= Task =
Can you transcribe every record below exactly as it appears?

= Excerpted records =
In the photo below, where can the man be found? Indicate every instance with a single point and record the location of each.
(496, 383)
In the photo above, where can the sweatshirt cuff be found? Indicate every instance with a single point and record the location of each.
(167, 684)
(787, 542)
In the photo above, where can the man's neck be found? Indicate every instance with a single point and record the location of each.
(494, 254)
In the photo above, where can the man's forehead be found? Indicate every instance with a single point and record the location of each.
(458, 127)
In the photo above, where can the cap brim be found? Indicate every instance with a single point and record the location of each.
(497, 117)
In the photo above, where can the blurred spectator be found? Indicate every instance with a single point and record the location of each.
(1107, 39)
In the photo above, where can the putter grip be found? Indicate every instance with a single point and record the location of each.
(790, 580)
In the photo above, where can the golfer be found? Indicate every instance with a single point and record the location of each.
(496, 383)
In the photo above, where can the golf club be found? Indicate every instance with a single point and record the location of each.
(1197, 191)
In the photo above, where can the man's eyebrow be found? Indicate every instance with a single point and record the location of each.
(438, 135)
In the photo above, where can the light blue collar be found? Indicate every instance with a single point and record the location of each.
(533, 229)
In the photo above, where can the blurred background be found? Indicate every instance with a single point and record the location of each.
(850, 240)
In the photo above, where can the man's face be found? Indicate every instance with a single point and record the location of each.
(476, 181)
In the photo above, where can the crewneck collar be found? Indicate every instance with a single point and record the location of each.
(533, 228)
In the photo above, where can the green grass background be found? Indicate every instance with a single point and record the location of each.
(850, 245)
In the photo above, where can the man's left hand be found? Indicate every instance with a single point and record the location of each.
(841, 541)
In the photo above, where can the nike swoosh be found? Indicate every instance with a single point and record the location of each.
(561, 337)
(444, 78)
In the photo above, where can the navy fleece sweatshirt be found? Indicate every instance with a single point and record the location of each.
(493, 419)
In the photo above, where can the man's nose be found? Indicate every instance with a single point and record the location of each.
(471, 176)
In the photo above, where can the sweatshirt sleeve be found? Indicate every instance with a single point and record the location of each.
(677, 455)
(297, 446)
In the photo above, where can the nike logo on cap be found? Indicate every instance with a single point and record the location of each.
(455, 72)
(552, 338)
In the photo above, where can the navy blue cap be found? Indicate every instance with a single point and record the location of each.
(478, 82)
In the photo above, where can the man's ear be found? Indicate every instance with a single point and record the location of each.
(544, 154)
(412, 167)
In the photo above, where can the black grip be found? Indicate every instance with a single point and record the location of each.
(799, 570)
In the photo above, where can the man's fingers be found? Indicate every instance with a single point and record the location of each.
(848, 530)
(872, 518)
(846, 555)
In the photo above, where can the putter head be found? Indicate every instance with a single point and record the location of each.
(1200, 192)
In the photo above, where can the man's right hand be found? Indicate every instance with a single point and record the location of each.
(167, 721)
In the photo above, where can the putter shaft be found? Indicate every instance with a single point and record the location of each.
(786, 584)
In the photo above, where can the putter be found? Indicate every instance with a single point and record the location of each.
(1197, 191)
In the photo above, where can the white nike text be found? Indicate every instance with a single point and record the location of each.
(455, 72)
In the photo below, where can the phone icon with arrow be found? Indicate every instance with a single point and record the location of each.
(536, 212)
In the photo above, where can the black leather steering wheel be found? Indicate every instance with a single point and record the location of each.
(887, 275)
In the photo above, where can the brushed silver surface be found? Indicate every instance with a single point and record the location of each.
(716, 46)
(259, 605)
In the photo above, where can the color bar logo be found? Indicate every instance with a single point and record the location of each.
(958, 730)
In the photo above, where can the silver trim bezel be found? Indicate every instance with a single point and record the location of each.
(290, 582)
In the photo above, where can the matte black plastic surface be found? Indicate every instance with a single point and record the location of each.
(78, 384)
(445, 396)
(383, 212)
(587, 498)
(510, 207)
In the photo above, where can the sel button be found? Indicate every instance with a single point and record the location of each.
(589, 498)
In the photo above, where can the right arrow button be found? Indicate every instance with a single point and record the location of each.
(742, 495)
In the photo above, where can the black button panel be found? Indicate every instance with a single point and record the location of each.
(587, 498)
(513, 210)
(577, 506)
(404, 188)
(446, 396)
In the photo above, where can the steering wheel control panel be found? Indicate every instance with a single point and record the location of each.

= Expected answer =
In the photo below, where can the man be found? Indicate every instance with a single point and record the location of each.
(496, 383)
In the photo above, where can the sweatshirt cuff be found? Indicate every instance with a single point and record the location of each.
(167, 684)
(787, 542)
In the photo above, where can the man's neck be found? Indicate every instance with a single point and record the location of each.
(494, 254)
In the photo above, where can the man's forehead be found? Indicate every instance with a single point and record the location of each.
(458, 127)
In the photo above, where can the cap brim be found? Indicate every instance with a single point and record the location of each.
(497, 117)
In the photo above, where can the blurred spectator be found? Indicate every instance with a single point and record the location of each.
(1107, 39)
In the photo above, where can the putter grip be found? Indicate every instance with a single point and record the location of each.
(790, 580)
In the photo above, where can the golfer be found? Indicate every instance with a single point and record the location of each.
(496, 383)
In the photo above, where can the golf club be found? Indicate every instance with a single point and record the location of each.
(1197, 191)
In the photo above, where can the man's eyebrow be found? Indicate every instance with a single point and record the location of each.
(438, 135)
In the photo above, where can the light blue collar be found? Indicate every instance with a single point and record the location of each.
(533, 229)
In the photo above, where can the blurred background be found? Indicate every instance with a single point and record the location of each.
(850, 240)
In the photo above, where can the man's face be found? Indicate every instance with a single point and record the location of each.
(476, 181)
In the photo above, where can the crewneck collar be found? Indicate every instance with a single point and record the location of each.
(533, 228)
In the photo above, where can the green grass background be found? Indicate every instance with a single point and record the location of each.
(850, 245)
In the photo above, where can the man's left hand be found? Indicate every instance with a single point and record the location of each.
(841, 541)
In the photo above, where can the nike swoosh be found? Indicate every instance with a single point and record the location of each.
(561, 337)
(444, 78)
In the photo above, where can the navy fleece sweatshirt be found? Indicate every instance with a single point and record the location of each.
(493, 419)
In the photo above, where can the man's nose be found? Indicate every instance with a single point and record the location of each.
(471, 176)
In the photo above, where can the sweatshirt sleeve be found? Indicate every instance with a single point and record the location of each.
(677, 455)
(297, 446)
In the photo above, where can the nike logo on cap be found? Indicate every instance with a single point and record the location of each.
(455, 72)
(552, 338)
In the photo above, where can the navy blue cap be found? Indicate every instance with a single point and record the location of each.
(478, 82)
In the photo above, where can the man's ear be found? Indicate every instance with a single point and record the location of each.
(544, 154)
(412, 167)
In the photo above, where can the black grip be found? Indicate every instance with a single point and record the location of each.
(799, 570)
In the photo above, where can the man's fingers be found? Indicate every instance with a single point and record the location of each.
(848, 530)
(872, 518)
(846, 555)
In the photo above, where can the putter head be found? Indicate every instance with a single point and record the location of each.
(1200, 192)
In the photo above, where can the man's right hand be found? Indicate every instance with a single point and record the location of each.
(167, 721)
In the photo above, where can the putter shaft be found? Indicate every instance with a single point and record the location of each.
(786, 584)
In the photo above, where can the putter be found? Indicate every instance with a single point and record the location of each.
(1197, 191)
In the photo above, where can the white nike text be found? Indicate every instance with a single point and record the location of each.
(455, 72)
In the photo below, where can the phone icon with arrow be found? Indicate every instance with a single point and record the location of each.
(536, 212)
In the photo above, where can the black leather steering wheel be found? Indicate every instance with a single point and record the location of each.
(887, 275)
In the photo above, where can the brushed silver surface be found? Indicate every instance with a single point and record the location of each.
(716, 46)
(259, 605)
In the photo above, where can the color bar logo be found? Indicate every instance with a single point and record the location of each.
(958, 730)
In the photo above, where can the silver trim bezel be found? Indicate every instance with a single point and record the location of each.
(290, 582)
In the photo above, where can the matte black plastic surface be found? Indicate every instance with a single point and record the location of each.
(78, 384)
(445, 396)
(383, 212)
(587, 498)
(510, 207)
In the photo above, where can the sel button be found? Indicate every instance with a single point and record the location of each.
(589, 498)
In the photo above, where can the right arrow button be found? Indicate every instance with a single point and record the location of each.
(742, 495)
In the photo above, where can the black button panel be found? Indicate every instance with a single point and record the location of each.
(587, 498)
(513, 210)
(577, 506)
(404, 188)
(446, 396)
In the photo above, where can the steering wheel control panel be found? Indicate every instance with a single point and record the location of each.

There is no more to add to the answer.